Required tasks ::
• 1. In the article on COVID-19 vaccines, what does Natalie Dean specialize in?
• 2. Reproduce the article on COVID-19 vaccines word for word, from "According to several" to "long-term effectiveness rate.".

Excerpt ::

______

According to several studies, Moderna's COVID-19 vaccine has a higher effectiveness rate than Pfizer's.

These studies recognize the fact that the "effectiveness gap" could always change as more data are gathered, and made it clear that both vaccines remain effective in fighting the coronavirus.

But if ever the gap holds up, then the two vaccines must be treated differently, as they will have a significant effectiveness rate, and government policies will play a huge role in this situation.

The difference between the two vaccines' effectiveness was confirmed by several studies, but some medical experts have warned that the results of these studies might lead to unfair, and worse, flawed comparisons.

The studies were conducted by various groups, and have agreed on one conclusion: Moderna and Pfizer's vaccines have a high difference in long-term effectiveness rate.

"There has been sort of signals from enough separate sources that start to paint a picture that may reflect a real biological phenomenon 一 a real difference. I'm starting to believe that there's something underlying it," Natalie Dean, a Memery professor who specializes in vaccine study design, said.

______

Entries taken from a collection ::
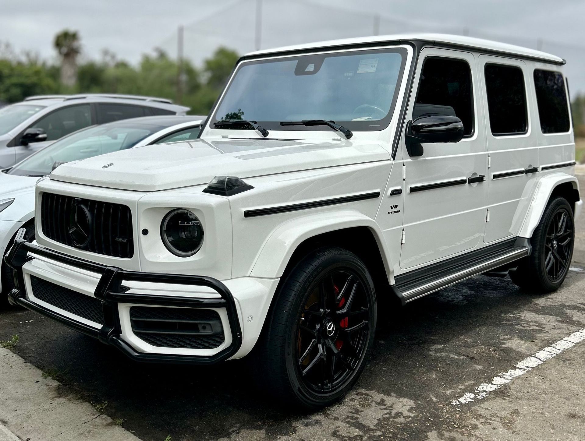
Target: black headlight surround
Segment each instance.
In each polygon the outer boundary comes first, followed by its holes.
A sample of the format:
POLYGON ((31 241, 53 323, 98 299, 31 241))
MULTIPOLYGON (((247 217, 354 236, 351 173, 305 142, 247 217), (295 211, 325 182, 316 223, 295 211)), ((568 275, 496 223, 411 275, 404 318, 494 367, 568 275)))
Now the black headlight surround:
MULTIPOLYGON (((185 220, 183 222, 185 222, 185 220)), ((203 226, 201 225, 201 221, 199 220, 199 218, 192 211, 186 208, 176 208, 169 211, 163 218, 163 220, 160 223, 160 238, 163 241, 163 243, 164 244, 165 247, 175 256, 180 257, 190 257, 199 251, 203 245, 203 226), (181 215, 183 219, 186 218, 187 222, 197 222, 197 224, 188 226, 180 225, 179 219, 181 215), (169 240, 168 236, 170 234, 180 235, 181 233, 184 231, 185 228, 188 227, 192 228, 194 226, 198 229, 199 239, 198 242, 195 241, 195 243, 193 244, 192 249, 178 249, 172 244, 172 241, 169 240), (174 230, 169 231, 168 229, 170 228, 174 228, 174 230)))

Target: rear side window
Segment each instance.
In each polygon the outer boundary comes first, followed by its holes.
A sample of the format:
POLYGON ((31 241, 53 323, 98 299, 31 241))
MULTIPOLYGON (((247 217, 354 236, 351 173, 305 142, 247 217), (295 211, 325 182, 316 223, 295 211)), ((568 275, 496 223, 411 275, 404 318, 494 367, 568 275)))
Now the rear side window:
POLYGON ((176 115, 175 112, 173 111, 167 110, 166 109, 159 109, 158 107, 151 107, 150 110, 150 113, 156 116, 160 115, 176 115))
POLYGON ((473 133, 472 73, 466 61, 448 58, 425 60, 412 118, 437 113, 458 117, 463 123, 464 133, 473 133))
POLYGON ((563 74, 560 72, 535 69, 534 87, 542 133, 569 132, 570 128, 569 105, 563 74))
POLYGON ((101 124, 150 115, 150 113, 146 111, 146 108, 140 106, 125 104, 98 105, 98 118, 101 124))
POLYGON ((528 130, 528 116, 522 69, 515 66, 486 64, 484 74, 492 134, 525 133, 528 130))

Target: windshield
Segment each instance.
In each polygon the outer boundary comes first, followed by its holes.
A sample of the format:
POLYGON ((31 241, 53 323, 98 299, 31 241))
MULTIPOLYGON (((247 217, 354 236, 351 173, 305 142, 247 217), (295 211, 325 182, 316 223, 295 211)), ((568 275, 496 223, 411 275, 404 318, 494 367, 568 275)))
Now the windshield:
POLYGON ((29 156, 12 167, 8 174, 45 176, 64 163, 129 149, 163 128, 161 126, 130 124, 126 127, 106 125, 85 129, 29 156))
POLYGON ((269 130, 324 130, 280 122, 325 119, 352 130, 382 130, 395 105, 406 54, 395 48, 244 63, 212 123, 244 119, 269 130))
POLYGON ((44 106, 13 104, 0 109, 0 135, 6 135, 21 122, 44 109, 44 106))

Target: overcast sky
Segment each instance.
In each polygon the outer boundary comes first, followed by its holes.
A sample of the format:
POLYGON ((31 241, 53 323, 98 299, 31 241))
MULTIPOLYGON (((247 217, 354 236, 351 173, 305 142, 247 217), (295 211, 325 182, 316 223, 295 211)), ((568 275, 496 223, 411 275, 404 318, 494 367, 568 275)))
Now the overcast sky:
MULTIPOLYGON (((54 59, 54 35, 78 30, 83 57, 108 49, 136 63, 161 47, 174 56, 185 26, 185 55, 195 63, 220 44, 255 49, 256 0, 0 0, 0 42, 54 59)), ((585 92, 583 0, 262 0, 261 47, 380 33, 442 32, 520 44, 563 57, 572 92, 585 92), (540 39, 541 43, 538 43, 540 39)))

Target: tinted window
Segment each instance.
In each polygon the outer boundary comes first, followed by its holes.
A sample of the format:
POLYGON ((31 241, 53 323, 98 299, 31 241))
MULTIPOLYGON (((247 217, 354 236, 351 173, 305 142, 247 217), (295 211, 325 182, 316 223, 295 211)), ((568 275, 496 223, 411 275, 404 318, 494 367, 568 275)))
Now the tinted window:
POLYGON ((159 109, 157 107, 151 107, 149 110, 150 111, 150 113, 154 115, 158 116, 159 115, 175 115, 175 112, 173 111, 168 111, 166 109, 159 109))
POLYGON ((44 106, 14 104, 0 109, 0 135, 5 135, 24 122, 35 113, 44 109, 44 106))
POLYGON ((455 115, 463 123, 465 135, 473 132, 472 73, 462 60, 428 58, 421 75, 412 118, 422 115, 455 115))
POLYGON ((486 64, 484 72, 491 133, 525 133, 528 129, 528 117, 522 69, 501 64, 486 64))
POLYGON ((269 130, 331 130, 280 125, 326 119, 352 130, 382 130, 396 101, 404 54, 402 49, 377 49, 243 63, 209 126, 221 119, 247 119, 269 130))
POLYGON ((47 140, 54 141, 75 130, 91 125, 89 104, 70 106, 52 112, 40 118, 31 128, 42 129, 47 140))
POLYGON ((167 135, 154 143, 162 144, 165 142, 178 142, 179 141, 188 141, 191 139, 197 139, 201 130, 198 126, 184 129, 182 130, 167 135))
POLYGON ((569 106, 565 90, 565 80, 560 72, 536 69, 534 87, 541 129, 543 133, 569 132, 569 106))
POLYGON ((101 124, 121 119, 150 116, 143 107, 125 104, 98 104, 98 118, 101 124))

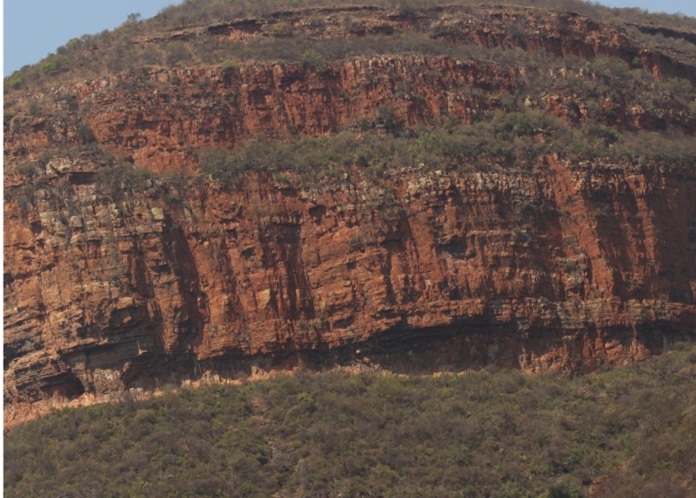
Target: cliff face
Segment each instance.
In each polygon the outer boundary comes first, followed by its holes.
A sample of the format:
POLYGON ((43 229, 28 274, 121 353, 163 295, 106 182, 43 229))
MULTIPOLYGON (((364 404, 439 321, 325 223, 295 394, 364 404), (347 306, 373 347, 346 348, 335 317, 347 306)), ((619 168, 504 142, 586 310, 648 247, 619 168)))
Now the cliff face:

______

Answers to the tasks ::
• 1. Vaccine study design.

• 2.
According to several studies, Moderna's COVID-19 vaccine has a higher effectiveness rate than Pfizer's.

These studies recognize the fact that the "effectiveness gap" could always change as more data are gathered, and made it clear that both vaccines remain effective in fighting the coronavirus.

But if ever the gap holds up, then the two vaccines must be treated differently, as they will have a significant effectiveness rate, and government policies will play a huge role in this situation.

The difference between the two vaccines' effectiveness was confirmed by several studies, but some medical experts have warned that the results of these studies might lead to unfair, and worse, flawed comparisons.

The studies were conducted by various groups, and have agreed on one conclusion: Moderna and Pfizer's vaccines have a high difference in long-term effectiveness rate.